Line by line, retype the material exactly and leave each picture out.

•••

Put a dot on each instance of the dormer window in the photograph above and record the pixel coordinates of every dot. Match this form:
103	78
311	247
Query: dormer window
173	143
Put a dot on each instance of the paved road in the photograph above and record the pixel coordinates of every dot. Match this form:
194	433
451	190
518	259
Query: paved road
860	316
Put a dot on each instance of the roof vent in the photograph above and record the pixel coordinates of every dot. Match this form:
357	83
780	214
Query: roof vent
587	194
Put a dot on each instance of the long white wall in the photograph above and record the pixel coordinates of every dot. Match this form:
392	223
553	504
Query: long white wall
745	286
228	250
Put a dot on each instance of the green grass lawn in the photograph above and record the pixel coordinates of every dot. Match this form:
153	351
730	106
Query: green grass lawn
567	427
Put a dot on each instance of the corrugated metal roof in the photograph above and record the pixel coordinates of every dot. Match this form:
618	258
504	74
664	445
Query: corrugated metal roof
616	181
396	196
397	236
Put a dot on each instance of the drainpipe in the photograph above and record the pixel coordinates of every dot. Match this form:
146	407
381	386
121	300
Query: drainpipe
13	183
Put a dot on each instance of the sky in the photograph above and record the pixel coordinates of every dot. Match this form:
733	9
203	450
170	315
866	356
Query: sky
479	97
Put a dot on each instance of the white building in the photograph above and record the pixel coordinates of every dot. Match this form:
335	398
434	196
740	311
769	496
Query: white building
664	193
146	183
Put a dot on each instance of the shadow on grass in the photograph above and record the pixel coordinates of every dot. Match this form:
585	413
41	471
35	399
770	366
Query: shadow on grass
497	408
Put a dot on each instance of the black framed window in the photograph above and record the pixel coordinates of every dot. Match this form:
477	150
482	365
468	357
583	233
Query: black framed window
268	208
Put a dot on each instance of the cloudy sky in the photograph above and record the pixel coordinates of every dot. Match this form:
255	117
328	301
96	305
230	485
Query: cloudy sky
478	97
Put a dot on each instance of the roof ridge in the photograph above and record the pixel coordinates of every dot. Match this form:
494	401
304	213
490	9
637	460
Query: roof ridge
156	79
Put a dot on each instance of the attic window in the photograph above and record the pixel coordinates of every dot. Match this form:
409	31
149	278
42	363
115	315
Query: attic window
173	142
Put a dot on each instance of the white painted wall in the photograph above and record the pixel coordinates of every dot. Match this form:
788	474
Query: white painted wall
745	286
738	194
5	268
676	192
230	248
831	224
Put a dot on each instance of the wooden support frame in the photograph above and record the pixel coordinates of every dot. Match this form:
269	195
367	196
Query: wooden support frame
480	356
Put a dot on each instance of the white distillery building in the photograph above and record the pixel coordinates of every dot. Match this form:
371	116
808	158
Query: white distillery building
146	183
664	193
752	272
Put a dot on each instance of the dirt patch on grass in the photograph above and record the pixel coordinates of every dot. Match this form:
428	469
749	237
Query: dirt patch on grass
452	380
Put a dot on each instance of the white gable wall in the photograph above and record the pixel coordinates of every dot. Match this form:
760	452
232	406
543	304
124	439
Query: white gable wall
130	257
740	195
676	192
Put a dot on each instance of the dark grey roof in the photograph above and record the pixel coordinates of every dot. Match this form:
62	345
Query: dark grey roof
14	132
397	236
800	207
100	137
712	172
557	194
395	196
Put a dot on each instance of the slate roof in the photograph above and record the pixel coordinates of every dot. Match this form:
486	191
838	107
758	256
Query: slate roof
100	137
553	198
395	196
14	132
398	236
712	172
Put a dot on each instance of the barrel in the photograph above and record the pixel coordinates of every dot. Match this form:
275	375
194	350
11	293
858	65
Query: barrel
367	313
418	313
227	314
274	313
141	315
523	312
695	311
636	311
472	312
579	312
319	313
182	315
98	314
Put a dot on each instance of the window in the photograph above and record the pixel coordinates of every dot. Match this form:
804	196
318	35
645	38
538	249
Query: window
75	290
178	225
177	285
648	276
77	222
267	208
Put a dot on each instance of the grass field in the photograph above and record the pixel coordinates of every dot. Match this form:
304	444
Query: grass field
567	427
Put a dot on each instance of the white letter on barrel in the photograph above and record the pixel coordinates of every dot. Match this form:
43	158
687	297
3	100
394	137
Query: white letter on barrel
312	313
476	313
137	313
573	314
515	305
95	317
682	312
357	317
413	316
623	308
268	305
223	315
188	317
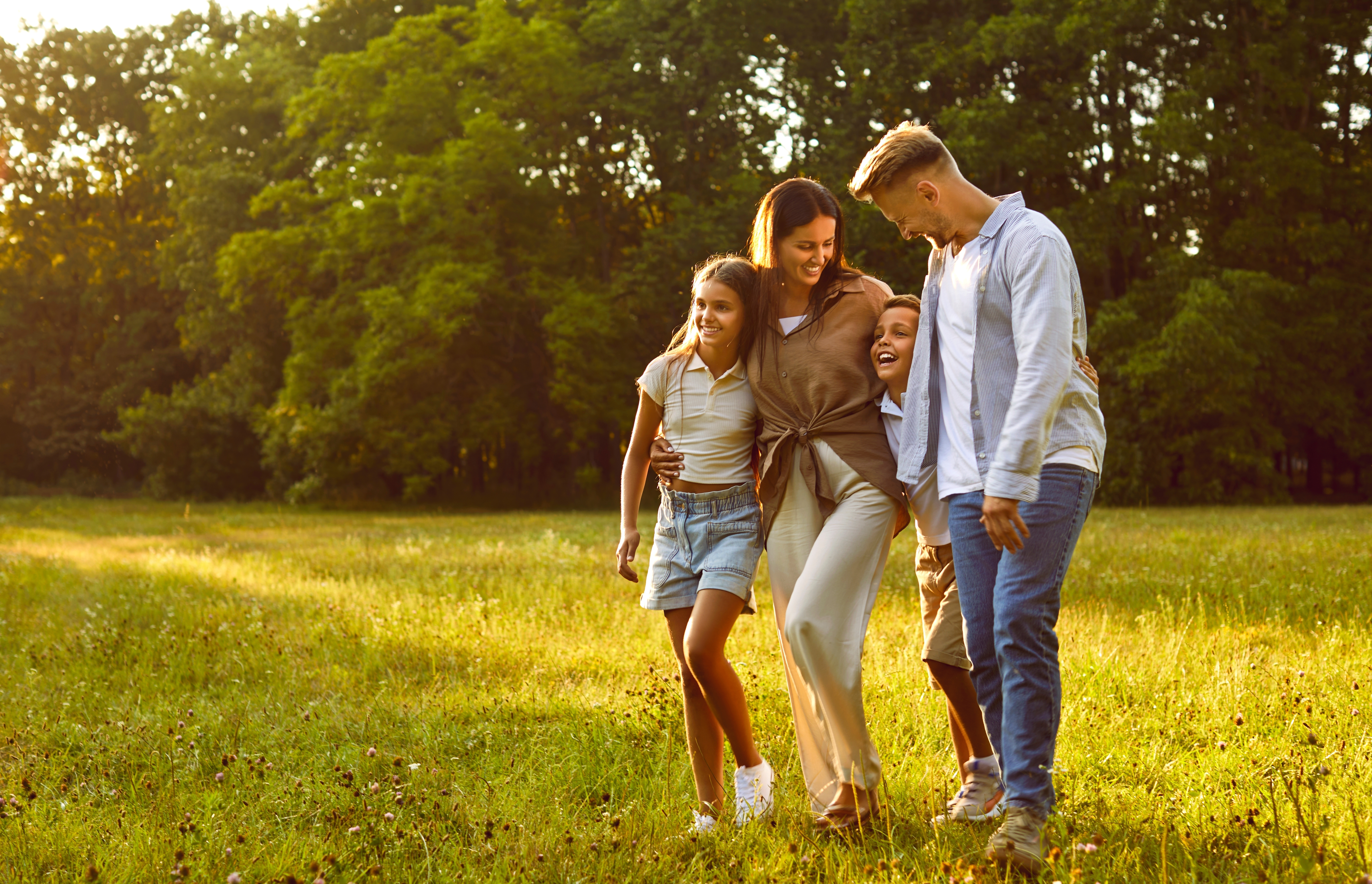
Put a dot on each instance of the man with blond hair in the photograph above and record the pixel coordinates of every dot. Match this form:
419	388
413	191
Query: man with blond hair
998	404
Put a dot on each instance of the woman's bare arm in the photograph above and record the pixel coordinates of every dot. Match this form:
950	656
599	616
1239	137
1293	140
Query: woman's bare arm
632	483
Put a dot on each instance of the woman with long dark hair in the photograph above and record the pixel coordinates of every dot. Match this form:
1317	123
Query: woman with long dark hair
828	483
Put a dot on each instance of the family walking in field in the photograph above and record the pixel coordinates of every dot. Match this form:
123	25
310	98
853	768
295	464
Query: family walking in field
806	410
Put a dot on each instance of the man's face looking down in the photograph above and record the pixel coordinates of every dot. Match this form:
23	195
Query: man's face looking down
916	203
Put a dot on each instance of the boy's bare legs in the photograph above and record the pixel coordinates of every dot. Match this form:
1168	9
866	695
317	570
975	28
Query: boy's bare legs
714	698
969	731
704	737
711	621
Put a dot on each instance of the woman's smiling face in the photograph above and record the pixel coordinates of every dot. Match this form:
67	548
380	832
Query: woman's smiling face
805	251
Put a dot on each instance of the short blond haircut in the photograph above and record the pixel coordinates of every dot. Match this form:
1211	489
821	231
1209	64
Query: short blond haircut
910	302
906	147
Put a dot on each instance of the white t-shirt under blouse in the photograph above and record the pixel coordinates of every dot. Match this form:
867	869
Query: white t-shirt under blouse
957	323
713	421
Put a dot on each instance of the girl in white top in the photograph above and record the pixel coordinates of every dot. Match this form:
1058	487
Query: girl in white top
708	534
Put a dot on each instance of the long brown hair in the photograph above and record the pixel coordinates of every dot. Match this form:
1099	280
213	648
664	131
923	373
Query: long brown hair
740	276
791	205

•••

● **Exercise solution**
Put a dot on each instance of the dormer window in the photograph above and record the pixel coordinates of every dot. Match this form:
103	78
311	247
Query: dormer window
173	143
Put a dot on each instance of the paved road in the photograph above and record the pixel coordinates of every dot. Match this form:
194	433
451	190
518	259
Query: paved road
860	316
Put a dot on each instance of the roof vent in the photograph above and record the pixel coordinates of every dot. Match this form:
357	83
780	214
Query: roof vent
587	194
Put a dot on each instance of the long white wall in the photograph above and record the pixel coordinates of every dot. Match this form:
392	223
553	504
Query: long white wall
745	286
228	250
Put a dot on each instance of the green grass lawn in the photograph above and record the pixel coordinates of every dot. Match this form:
153	351
730	106
Query: green grass lawn
567	427
Put a dot on each instance of the corrugated metal roof in the photograph above and record the pixel coordinates of every dot. Match this form:
618	258
504	74
664	445
Query: corrugated metal roof
616	181
396	196
397	236
Put a dot on each instance of the drainpipe in the photograph above and record the pixel coordinates of every dot. Match this form:
146	407
381	386
121	300
Query: drainpipe
13	183
Put a dot on each instance of the sky in the photograph above and record the pixel coordinates of every dot. Match this form:
733	9
203	450
170	315
866	356
Query: sky
479	97
Put a dot on each instance of the white building in the photograph above and record the pixel coordinates of every dot. Match this form:
335	398
434	196
740	311
769	496
Query: white building
664	193
146	183
Put a dot on each instance of the shadow on grass in the photograph above and record the pixel coordinates of every dot. Match this form:
585	413
41	471
35	399
770	366
Query: shadow on grass
497	408
Put a dot on each instance of the black framed window in the photograph above and record the pixel coordinates of every dot. Match this form:
477	150
482	365
468	357
583	233
Query: black framed window
268	208
Put a dot on each instance of the cloudy sky in the photograph above and record the pixel coordinates of every dot. Match this form:
255	117
328	301
96	305
230	485
Query: cloudy sky
478	97
Put a dot on each instance of the roof ridge in the photograph above and record the pixel coordinates of every dot. Match this form:
494	401
304	213
490	9
637	460
Query: roof ridge
156	79
Put a dot on each instance of the attic window in the photograph above and record the pixel coordinates of every dot. Match this form:
409	31
149	278
42	363
115	315
Query: attic window
173	142
Put a dot on each instance of the white painted wall in the photograph above and record the pixel coordinates of every dot. Match this form:
788	474
Query: white painted wall
745	286
738	194
5	268
676	192
230	248
831	224
Put a dot on each instance of the wooden support frame in the photograph above and record the pixel coordinates of every dot. Match this form:
269	195
367	196
Query: wooden support frame
480	356
Put a dot on each instance of the white distillery building in the photograph above and record the pixel coordinates of every dot. Match this form:
371	116
808	158
Query: white distillery building
146	183
664	193
752	272
Put a dot on each instance of the dirt patch on grass in the photograph above and record the pixel coordinates of every dot. Match this form:
428	469
749	237
Query: dirt patch on grass
452	380
Put a dot on each instance of the white gable wall in the photograph above and record the pixel coordinates of every dot. Match this form:
760	452
232	406
543	304
124	439
Query: white gable wall
130	257
740	195
676	192
Put a dot on each instance of the dark grey roof in the photograph above and record the pixel coordinates of every dot. Match this form:
62	345
Query: dark grey roof
14	132
397	236
800	207
100	137
712	172
557	194
395	196
Put a dot on each instance of the slate roof in the photograph above and record the pixel coordinates of every dot. Match this form:
486	191
838	107
758	256
Query: slate roof
100	137
553	198
395	196
14	132
398	236
712	172
Put a dot on each instance of the barrel in the photograph above and record the pixel coordinates of every dot. Match this form:
275	375
194	350
11	293
858	65
Query: barrel
367	313
418	313
227	314
274	313
141	315
523	312
695	311
636	311
472	312
579	312
319	313
182	315
98	314
Put a dot on each instance of the window in the photograph above and record the pixel coordinates of every dot. Match this form:
804	196
318	35
645	38
538	249
Query: window
75	290
178	225
177	285
648	276
77	222
267	208
Put a dot on each instance of the grass field in the photograph above and record the pixel coordinates of every dot. Match this form:
304	444
Query: grass field
567	427
Put a dot on each instance of the white letter on barrel in the photograph above and record the pixel coordinates of every dot. Match this form:
43	158
687	297
3	100
394	137
Query: white letter on barrel
312	313
476	313
137	313
573	314
515	305
95	317
682	312
357	317
413	316
623	308
268	305
223	315
188	317
Put a dot on each instance of the man with blond hair in the photograph above and record the pixel coordinates of every dot. Match this form:
419	388
413	191
Query: man with blond hair
998	404
Put a dot on each instance of the woman's bare arm in the photograph above and record the pixel coordinates of every dot. Match this form:
950	656
599	616
1239	137
1293	140
Query: woman's bare arm
632	483
Put a dot on each instance of the woman with long dark hair in the photograph above and record the pixel coordinates of every dot. Match this form:
1317	123
Query: woman with long dark hair
828	483
Put a dot on each instance of the family walking in field in the photograph above and record the pixel coordinates of every dot. Match this form:
123	25
310	98
853	768
295	464
Query: family walking in field
806	410
Put a dot on each instance of the man's face looking down in the photograph above and record the pixel coordinates of every dot. Match this form:
23	195
Query: man's face looking down
916	203
Put a dot on each instance of the boy's bare legs in the photograph above and record the pixel coordinates of every dot. Match this form:
1168	9
866	695
317	570
975	28
Query: boy's bare legs
714	698
969	731
704	737
711	621
Put a dot on each instance of the woman's smiling face in the photograph above and record the pixel coordinates of every dot. Match this form:
67	548
380	832
Query: woman's smiling face
805	251
Put a dot on each instance of the short blond haircut in the photograph above and record the pixel coordinates of every dot. Match this form:
1211	489
821	231
1209	64
Query: short blond haircut
910	302
906	147
Put a dot on each instance of the white t-shirt under blouse in the photograph above and record the pixel coordinates of every dot. Match this form:
867	869
Query: white t-shirt under blouse
957	323
713	421
Put a dot on each instance of the girl in white top in the photograph above and record the pixel coordinates of every dot. Match this form:
1058	487
Query: girl in white top
708	534
Put a dot on each instance of the long brown hair in the photograph above and record the pixel coordinates of every dot. Match this form:
1099	280
213	648
664	131
923	373
Query: long brown hair
740	276
791	205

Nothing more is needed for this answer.